### EXERCISES
[1] Translate this sentence from the computer jokes into Spanish: "Eric clicked a couple of buttons and solved the problem for her."
[2] In the computer jokes, shorten the paragraph beginning "A woman was having trouble with her computer" to one sentence that keeps its main facts.

### DOCUMENT SECTION
****************

Cyrus asks: "Daddy, how was I born?"
Dad replies: "Well son, I guess one day you will need to find out anyway! Well, you see, your Mom and I first got together in a chat room on MSN. Then I set up a date with your mom via e-mail, and we met at a cyber-cafe. We sneaked into a secluded room, where your mother agreed to a download from my hard drive. As soon as I was ready to upload, we discovered that neither one of us had used a firewall, and since it was too late to hit the delete button, nine months later, a blessed little Pop-Up appeared and said: You've Got Male!"
A woman was having trouble with her computer. She called Eric, the 11 year old next door, whose bedroom looks like Mission Control and asked him to come over.
Eric clicked a couple of buttons and solved the problem for her.
As Eric was walking away, she called after him, "So, what was wrong?"
He replied, "It was an ID ten T error."
She didn't want to appear stupid, but nonetheless inquired, "An, ID ten T error? What's that? In case I need to fix it again."

****************

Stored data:
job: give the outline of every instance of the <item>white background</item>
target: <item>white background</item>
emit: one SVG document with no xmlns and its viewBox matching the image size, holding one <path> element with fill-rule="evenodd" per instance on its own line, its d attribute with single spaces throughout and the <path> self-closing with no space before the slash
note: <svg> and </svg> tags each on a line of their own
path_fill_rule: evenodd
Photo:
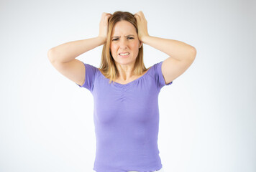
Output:
<svg viewBox="0 0 256 172">
<path fill-rule="evenodd" d="M 0 171 L 92 171 L 93 97 L 49 62 L 98 36 L 103 12 L 142 11 L 150 35 L 197 50 L 159 95 L 165 172 L 256 171 L 255 1 L 0 1 Z M 77 59 L 99 67 L 103 46 Z M 147 44 L 147 67 L 168 56 Z"/>
</svg>

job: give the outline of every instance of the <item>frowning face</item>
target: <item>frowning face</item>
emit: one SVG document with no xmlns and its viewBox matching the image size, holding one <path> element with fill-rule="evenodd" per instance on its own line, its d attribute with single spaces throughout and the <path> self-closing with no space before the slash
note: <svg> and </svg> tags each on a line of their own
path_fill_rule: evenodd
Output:
<svg viewBox="0 0 256 172">
<path fill-rule="evenodd" d="M 134 64 L 142 43 L 132 24 L 125 20 L 118 22 L 111 37 L 110 52 L 115 62 L 120 64 Z"/>
</svg>

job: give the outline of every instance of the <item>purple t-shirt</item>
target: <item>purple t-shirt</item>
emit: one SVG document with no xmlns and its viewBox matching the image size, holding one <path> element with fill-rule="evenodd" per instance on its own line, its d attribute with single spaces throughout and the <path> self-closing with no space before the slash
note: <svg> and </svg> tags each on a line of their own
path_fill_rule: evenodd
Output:
<svg viewBox="0 0 256 172">
<path fill-rule="evenodd" d="M 157 145 L 158 94 L 165 85 L 163 62 L 127 84 L 109 84 L 99 70 L 84 63 L 94 102 L 96 172 L 154 171 L 162 168 Z"/>
</svg>

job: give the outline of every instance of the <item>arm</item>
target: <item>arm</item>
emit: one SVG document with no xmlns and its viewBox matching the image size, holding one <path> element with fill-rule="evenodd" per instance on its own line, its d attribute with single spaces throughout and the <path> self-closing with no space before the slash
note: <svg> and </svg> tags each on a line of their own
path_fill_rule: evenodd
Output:
<svg viewBox="0 0 256 172">
<path fill-rule="evenodd" d="M 76 57 L 106 42 L 110 16 L 111 14 L 102 14 L 98 37 L 69 42 L 50 49 L 47 57 L 52 66 L 70 80 L 82 85 L 86 80 L 86 68 Z"/>
<path fill-rule="evenodd" d="M 180 41 L 151 36 L 142 37 L 142 41 L 179 61 L 191 60 L 196 57 L 196 49 Z"/>
<path fill-rule="evenodd" d="M 170 56 L 163 61 L 161 68 L 165 84 L 170 83 L 192 64 L 196 55 L 196 49 L 180 41 L 150 36 L 147 32 L 147 22 L 142 11 L 135 14 L 134 17 L 138 25 L 139 39 Z"/>
<path fill-rule="evenodd" d="M 68 62 L 104 43 L 104 39 L 100 37 L 72 41 L 50 49 L 47 52 L 47 56 L 50 62 Z"/>
</svg>

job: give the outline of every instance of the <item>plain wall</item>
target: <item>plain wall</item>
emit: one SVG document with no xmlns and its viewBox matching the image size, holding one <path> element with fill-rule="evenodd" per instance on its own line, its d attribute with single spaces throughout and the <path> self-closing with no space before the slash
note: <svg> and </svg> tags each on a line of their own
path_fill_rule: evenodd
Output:
<svg viewBox="0 0 256 172">
<path fill-rule="evenodd" d="M 98 36 L 103 12 L 142 11 L 150 36 L 197 50 L 159 95 L 165 171 L 256 171 L 255 1 L 1 1 L 0 171 L 92 171 L 91 92 L 47 51 Z M 76 57 L 99 67 L 103 46 Z M 147 67 L 168 56 L 144 44 Z"/>
</svg>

****************

### ANSWER SET
[1] Eric hizo clic en un par de botones y le resolvió el problema.

[2] A woman with computer trouble asked Eric, the 11-year-old next door whose bedroom looks like Mission Control, to come over.